Types of Autism
- Autistic Disorder
- Asperger’s Syndrome
- Pervasive Development Disorder
You may be one of the millions of people around the world affected by autism, whether you know someone personally affected by the disorder or have realized its impact on people and the world. You may be wondering what autism is and what the three types of autism spectrum disorders are. The information provided in this article can give you all the necessary tools to understand autism and its three different spectrums.
What is Autism Spectrum Disorder?
According to the National Institute of Mental Health, autism spectrum disorder is defined as a “group of developmental disorders” that “includes a wide range of symptoms, skills, and levels of disability.” Autism can be found in around 1 in 68 people in some shape or form. Those with autism spectrum disorders have these main characteristics:
- Repetitive behaviors and limited interests.
- Symptoms that affect their abilities to function properly in social aspects of life.
- Ongoing social problems that can make it difficult to communicate or interact with others.
- Symptoms that are usually found in the beginning years of life.
Those who are autistic can be impaired only mildly by these symptoms, while some others may be impacted severely. Here is where the three types of spectrum disorders come into play. Each type of spectrum is defined by its varying degrees of symptoms. Next, we will outline the three types of autism spectrum disorders.

List of tasks
- A) Echo the autism text word for word, starting with "- Symptoms that affect" and going on through "interact with others.".
- B) Write what comes next in the autism text, picking up after its final sentence.
The rows are drawn from an unrelated source.

Image point-grounding data:
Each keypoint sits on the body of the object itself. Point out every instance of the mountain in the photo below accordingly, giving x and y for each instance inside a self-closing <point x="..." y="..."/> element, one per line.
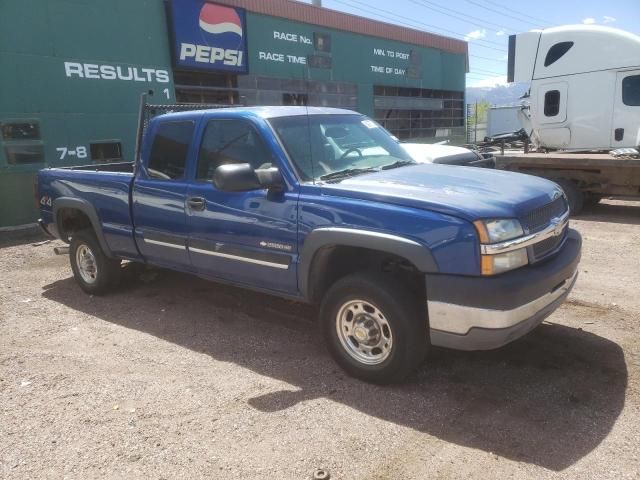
<point x="508" y="94"/>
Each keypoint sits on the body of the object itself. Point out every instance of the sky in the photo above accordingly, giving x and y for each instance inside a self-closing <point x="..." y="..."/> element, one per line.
<point x="487" y="24"/>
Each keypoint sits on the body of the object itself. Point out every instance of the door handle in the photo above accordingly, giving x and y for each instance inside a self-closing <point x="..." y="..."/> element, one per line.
<point x="196" y="203"/>
<point x="618" y="134"/>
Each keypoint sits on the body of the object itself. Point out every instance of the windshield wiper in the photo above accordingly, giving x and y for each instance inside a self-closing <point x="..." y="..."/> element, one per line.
<point x="399" y="163"/>
<point x="347" y="172"/>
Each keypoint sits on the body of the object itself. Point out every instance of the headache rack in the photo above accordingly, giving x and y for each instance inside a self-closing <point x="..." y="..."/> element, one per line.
<point x="148" y="111"/>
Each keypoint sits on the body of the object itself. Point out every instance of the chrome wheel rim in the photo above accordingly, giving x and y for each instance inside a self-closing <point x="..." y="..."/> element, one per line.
<point x="86" y="262"/>
<point x="364" y="332"/>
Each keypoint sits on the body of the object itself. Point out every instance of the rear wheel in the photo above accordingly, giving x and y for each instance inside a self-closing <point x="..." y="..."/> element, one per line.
<point x="93" y="270"/>
<point x="373" y="328"/>
<point x="574" y="195"/>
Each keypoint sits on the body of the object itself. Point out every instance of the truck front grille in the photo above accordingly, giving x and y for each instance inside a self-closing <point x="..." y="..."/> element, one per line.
<point x="540" y="218"/>
<point x="547" y="246"/>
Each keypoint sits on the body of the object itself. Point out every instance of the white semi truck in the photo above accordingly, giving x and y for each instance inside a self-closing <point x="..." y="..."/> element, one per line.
<point x="584" y="102"/>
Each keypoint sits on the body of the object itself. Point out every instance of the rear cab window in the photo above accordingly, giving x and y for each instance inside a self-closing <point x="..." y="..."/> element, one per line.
<point x="230" y="141"/>
<point x="168" y="157"/>
<point x="631" y="90"/>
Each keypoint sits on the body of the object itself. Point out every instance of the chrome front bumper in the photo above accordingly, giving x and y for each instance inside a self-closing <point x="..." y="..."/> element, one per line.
<point x="498" y="321"/>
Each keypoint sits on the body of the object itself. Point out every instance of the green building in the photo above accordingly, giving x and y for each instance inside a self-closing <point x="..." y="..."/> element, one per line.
<point x="72" y="72"/>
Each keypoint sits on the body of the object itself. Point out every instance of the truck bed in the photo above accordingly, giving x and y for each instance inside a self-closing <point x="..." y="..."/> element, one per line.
<point x="102" y="188"/>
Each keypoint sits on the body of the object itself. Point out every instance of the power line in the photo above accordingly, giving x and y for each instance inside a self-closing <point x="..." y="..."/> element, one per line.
<point x="416" y="24"/>
<point x="482" y="70"/>
<point x="502" y="13"/>
<point x="459" y="15"/>
<point x="487" y="58"/>
<point x="545" y="22"/>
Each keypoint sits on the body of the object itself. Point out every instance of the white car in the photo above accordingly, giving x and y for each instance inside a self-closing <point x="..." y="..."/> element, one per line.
<point x="445" y="154"/>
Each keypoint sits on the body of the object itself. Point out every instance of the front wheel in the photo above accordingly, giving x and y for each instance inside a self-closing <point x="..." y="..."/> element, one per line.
<point x="93" y="270"/>
<point x="373" y="328"/>
<point x="574" y="195"/>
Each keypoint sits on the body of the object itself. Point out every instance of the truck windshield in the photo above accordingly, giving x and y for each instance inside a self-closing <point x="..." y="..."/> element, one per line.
<point x="333" y="147"/>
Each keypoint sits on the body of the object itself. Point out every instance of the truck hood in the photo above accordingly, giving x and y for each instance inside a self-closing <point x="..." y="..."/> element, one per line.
<point x="466" y="192"/>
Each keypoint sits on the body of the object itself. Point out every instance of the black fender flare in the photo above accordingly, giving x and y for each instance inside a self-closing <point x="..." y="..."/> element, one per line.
<point x="317" y="239"/>
<point x="89" y="210"/>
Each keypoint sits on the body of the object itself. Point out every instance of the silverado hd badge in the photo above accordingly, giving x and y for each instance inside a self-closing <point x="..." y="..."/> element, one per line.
<point x="276" y="246"/>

Answers to each task
- A)
- Symptoms that affect their abilities to function properly in social aspects of life.
- Ongoing social problems that can make it difficult to communicate or interact with others.

- B)
This type of spectrum can also be known as “classic” autism. This type is usually what people think of when they hear the world “autism.” According to the Autism Support of West Shore, those with this type of spectrum disorder have “significant language delays, social and communication challenges, and unusual behaviors and interests.” These people are usually affected by intellectual disabilities as well. This type is considered the most severe form of autism and also the most common.
People who have autistic disorder may have problems with being touched by other people, perform restricted or repetitive behaviors, experience sensory overload, and may have issues communicating. Most other types of autism have the same symptoms, but this particular type means that those symptoms are much more severe.
This is one of the milder types of autism spectrum disorder. People with Asperger’s may experience the same symptoms as the other types, but they tend to be milder. Usually, people with Asperger syndrome have unusual behaviors and interests, in addition to social challenges. These symptoms tend to be the most difficult of this type of spectrum, as problems with language or intellectual disability do not tend to affect those with Asperger’s.
Pervasive Developmental Disorder
This type of autism spectrum disorder is also known as “atypical autism.” This type is typically reserved for those who meet some of the criteria for the other two types, but not all of them. Those affected with PDD-NOS (Pervasive Developmental Disorder-not otherwise specified) experience milder symptoms or fewer symptoms. Quite typically, those with PDD-NOS only suffer from social and communication challenges. These people tend to be the highest-functioning autistic types and simply do not fit into any of the other categories or types of autism spectrum disorders.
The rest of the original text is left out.